LISTING ▸
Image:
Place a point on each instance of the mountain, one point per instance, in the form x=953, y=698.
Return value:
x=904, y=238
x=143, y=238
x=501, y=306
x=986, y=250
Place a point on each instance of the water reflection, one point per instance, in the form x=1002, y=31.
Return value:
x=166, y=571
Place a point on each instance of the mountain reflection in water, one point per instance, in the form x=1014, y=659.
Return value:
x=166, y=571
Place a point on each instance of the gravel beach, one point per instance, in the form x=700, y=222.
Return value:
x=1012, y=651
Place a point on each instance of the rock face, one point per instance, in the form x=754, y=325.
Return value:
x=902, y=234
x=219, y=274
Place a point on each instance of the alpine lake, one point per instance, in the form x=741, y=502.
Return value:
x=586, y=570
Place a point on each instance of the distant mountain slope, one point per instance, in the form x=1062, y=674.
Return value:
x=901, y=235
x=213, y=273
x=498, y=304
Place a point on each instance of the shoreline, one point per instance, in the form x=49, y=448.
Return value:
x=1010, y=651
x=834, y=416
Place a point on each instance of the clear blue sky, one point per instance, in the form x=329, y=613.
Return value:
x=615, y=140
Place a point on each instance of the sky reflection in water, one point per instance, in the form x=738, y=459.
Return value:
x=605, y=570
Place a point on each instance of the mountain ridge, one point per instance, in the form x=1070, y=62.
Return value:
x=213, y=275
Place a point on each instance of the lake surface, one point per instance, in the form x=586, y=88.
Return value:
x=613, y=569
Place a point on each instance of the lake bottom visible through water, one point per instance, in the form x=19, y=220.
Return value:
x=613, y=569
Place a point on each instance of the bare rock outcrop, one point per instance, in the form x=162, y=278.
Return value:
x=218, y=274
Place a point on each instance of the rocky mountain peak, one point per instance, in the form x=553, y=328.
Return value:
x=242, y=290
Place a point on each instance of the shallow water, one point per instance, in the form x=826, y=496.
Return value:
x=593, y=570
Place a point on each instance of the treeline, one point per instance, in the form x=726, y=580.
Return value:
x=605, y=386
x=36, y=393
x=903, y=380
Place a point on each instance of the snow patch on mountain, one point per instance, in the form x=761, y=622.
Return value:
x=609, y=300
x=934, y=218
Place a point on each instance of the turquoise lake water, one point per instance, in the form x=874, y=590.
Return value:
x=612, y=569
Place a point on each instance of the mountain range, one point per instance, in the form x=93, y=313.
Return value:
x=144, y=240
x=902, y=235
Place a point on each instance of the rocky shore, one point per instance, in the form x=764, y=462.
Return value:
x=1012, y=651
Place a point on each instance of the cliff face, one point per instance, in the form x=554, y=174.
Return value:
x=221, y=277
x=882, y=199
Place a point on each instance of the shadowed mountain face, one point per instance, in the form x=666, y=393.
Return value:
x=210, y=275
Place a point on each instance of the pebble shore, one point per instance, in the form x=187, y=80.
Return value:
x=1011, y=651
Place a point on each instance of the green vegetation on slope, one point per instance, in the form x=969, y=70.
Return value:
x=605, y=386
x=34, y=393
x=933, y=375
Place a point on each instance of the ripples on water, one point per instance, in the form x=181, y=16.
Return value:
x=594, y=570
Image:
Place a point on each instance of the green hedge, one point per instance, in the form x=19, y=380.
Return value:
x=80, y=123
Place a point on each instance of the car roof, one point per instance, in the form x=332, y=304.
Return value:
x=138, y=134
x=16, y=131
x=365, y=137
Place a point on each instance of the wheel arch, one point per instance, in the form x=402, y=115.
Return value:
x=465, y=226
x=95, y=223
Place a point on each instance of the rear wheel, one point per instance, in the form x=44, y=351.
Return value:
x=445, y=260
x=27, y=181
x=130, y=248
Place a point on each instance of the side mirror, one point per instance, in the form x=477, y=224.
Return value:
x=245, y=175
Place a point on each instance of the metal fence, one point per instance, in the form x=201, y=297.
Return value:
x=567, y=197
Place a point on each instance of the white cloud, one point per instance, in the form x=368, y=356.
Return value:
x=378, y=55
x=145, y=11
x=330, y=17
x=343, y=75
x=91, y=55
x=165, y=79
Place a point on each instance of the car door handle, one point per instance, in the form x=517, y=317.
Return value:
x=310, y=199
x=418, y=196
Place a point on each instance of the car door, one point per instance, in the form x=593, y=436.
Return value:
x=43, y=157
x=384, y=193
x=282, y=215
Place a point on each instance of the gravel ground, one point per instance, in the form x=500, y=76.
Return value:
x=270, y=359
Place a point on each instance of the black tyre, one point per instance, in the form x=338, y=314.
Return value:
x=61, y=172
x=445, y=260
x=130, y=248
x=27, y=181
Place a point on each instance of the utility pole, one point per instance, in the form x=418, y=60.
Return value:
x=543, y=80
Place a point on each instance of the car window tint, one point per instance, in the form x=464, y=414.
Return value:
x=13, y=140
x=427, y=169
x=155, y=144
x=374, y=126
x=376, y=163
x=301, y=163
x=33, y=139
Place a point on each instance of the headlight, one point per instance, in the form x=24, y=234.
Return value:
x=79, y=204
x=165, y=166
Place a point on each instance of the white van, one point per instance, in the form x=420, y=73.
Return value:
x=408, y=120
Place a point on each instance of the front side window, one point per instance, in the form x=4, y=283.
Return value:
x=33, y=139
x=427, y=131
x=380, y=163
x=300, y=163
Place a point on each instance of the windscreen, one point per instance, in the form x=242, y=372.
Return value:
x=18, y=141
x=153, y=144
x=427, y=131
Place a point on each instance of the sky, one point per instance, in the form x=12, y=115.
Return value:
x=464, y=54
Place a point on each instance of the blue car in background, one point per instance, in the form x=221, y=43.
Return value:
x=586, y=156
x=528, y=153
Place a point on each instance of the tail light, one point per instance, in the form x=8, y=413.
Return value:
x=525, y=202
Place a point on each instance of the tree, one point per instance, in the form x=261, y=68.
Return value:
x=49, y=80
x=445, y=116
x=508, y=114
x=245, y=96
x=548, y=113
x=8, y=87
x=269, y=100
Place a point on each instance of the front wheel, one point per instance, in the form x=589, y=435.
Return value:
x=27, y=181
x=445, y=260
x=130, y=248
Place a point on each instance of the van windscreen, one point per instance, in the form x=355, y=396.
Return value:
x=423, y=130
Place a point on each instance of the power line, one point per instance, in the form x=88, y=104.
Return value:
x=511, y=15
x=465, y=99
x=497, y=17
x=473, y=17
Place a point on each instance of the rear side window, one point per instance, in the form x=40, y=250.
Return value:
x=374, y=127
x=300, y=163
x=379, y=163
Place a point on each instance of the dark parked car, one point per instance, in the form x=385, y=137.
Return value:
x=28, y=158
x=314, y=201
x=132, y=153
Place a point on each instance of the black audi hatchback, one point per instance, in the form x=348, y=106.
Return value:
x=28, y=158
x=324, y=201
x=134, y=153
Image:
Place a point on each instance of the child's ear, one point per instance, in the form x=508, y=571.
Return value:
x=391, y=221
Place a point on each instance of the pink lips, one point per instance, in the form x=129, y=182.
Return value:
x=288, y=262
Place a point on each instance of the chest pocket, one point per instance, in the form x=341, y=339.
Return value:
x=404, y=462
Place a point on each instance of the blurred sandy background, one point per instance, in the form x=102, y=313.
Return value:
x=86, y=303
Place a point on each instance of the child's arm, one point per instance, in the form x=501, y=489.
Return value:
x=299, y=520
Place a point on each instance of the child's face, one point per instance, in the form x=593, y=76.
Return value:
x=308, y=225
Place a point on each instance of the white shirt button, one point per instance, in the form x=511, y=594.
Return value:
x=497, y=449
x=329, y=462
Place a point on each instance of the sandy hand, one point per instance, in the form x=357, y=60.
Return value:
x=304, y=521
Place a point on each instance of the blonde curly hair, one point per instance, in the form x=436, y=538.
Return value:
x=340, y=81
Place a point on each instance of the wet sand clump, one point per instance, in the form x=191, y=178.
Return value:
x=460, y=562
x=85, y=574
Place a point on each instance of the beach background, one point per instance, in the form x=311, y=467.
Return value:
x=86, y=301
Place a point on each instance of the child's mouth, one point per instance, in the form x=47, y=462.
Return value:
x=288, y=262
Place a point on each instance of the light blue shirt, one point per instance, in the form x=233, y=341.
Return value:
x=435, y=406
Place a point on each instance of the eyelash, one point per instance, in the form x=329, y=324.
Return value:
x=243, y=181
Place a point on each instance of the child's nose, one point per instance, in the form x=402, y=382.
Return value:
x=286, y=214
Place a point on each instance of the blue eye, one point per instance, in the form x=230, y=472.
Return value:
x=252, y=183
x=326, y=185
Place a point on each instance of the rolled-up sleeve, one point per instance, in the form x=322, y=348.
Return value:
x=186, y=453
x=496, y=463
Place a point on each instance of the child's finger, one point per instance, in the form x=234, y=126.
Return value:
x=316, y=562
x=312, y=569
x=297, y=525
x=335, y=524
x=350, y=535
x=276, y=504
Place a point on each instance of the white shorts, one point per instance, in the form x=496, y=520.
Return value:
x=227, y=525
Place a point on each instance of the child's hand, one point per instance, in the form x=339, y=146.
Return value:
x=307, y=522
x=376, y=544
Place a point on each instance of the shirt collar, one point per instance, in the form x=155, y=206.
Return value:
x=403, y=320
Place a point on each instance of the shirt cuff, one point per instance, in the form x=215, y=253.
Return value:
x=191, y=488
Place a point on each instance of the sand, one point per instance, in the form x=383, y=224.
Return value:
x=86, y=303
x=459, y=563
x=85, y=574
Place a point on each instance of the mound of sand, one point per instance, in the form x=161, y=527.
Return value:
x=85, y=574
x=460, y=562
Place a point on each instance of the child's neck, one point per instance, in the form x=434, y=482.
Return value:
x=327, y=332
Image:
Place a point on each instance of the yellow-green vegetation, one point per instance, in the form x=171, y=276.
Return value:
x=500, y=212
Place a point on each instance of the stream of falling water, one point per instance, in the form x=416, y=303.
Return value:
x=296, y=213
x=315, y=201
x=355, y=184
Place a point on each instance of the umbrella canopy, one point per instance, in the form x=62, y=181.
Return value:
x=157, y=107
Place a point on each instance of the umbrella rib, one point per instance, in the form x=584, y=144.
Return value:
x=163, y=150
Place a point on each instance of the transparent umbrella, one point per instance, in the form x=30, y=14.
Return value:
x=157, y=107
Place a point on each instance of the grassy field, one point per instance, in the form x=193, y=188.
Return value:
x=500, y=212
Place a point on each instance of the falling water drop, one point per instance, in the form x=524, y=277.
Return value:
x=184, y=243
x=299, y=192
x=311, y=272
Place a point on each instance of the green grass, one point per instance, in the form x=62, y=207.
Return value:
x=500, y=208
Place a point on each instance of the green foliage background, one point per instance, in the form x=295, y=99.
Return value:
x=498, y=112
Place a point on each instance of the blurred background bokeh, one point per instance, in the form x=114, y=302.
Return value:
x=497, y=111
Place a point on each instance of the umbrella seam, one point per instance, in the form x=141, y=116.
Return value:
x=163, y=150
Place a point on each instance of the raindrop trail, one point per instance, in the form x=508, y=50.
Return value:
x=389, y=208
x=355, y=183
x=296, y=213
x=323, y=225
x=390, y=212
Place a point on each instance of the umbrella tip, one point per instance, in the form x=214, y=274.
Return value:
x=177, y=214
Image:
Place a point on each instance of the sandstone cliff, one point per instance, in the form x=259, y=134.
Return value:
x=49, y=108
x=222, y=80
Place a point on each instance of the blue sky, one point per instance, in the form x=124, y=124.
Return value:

WRITTEN PROBLEM ▸ List every line of the rows above as a numbered list, skipping blank lines. Start with the first line and end with the line that contains "x=593, y=570".

RESULT FOR THIS EXERCISE ▸
1. Image:
2. Place a point on each instance of the mountain, one point per instance, in the form x=953, y=698.
3. Return value:
4. x=904, y=238
5. x=143, y=238
6. x=501, y=306
7. x=986, y=250
8. Place a point on each instance of the water reflection, one point per instance, in the form x=1002, y=31.
9. Return value:
10. x=166, y=571
11. Place a point on each instance of the mountain reflection in water, one point per instance, in the form x=1014, y=659.
12. Return value:
13. x=166, y=571
14. Place a point on each instance of the gravel beach, one point per instance, in the form x=700, y=222.
15. Return value:
16. x=1012, y=651
17. Place a point on each instance of the rock face, one point per instance, in the form x=754, y=325.
18. Return value:
19. x=902, y=234
20. x=219, y=274
21. Place a point on each instance of the alpine lake, one point per instance, in the form x=741, y=502.
22. Return value:
23. x=586, y=570
24. Place a point on each instance of the distant mountain slope, one point per instance, in the form x=1062, y=674.
25. Return value:
26. x=901, y=235
27. x=213, y=273
28. x=498, y=304
29. Place a point on each instance of the shoreline, one point per instance, in the form x=49, y=448.
30. Return value:
31. x=1010, y=651
32. x=834, y=416
33. Place a point on each instance of the clear blue sky, one point per instance, in the form x=329, y=613.
34. Return value:
35. x=615, y=140
36. Place a point on each instance of the sky reflection in water, one point per instance, in the form x=738, y=459.
37. Return value:
38. x=605, y=570
39. Place a point on each instance of the mountain ridge, one point per instance, in the form x=1070, y=62.
40. Return value:
41. x=213, y=275
42. Place a point on each instance of the lake surface, one point per instance, in the form x=586, y=88.
43. Return value:
44. x=613, y=569
45. Place a point on each instance of the lake bottom visible through water, one point per instance, in the form x=19, y=220.
46. Return value:
47. x=613, y=569
48. Place a point on each instance of the bare rock outcrop, one point per instance, in the form x=162, y=278.
49. Return value:
50. x=218, y=274
51. Place a point on each instance of the rocky mountain peak, one point per instance, in the form x=553, y=328.
52. Return value:
53. x=242, y=290
54. Place a point on each instance of the shallow water, one point per instance, in the form x=826, y=496.
55. Return value:
56. x=593, y=570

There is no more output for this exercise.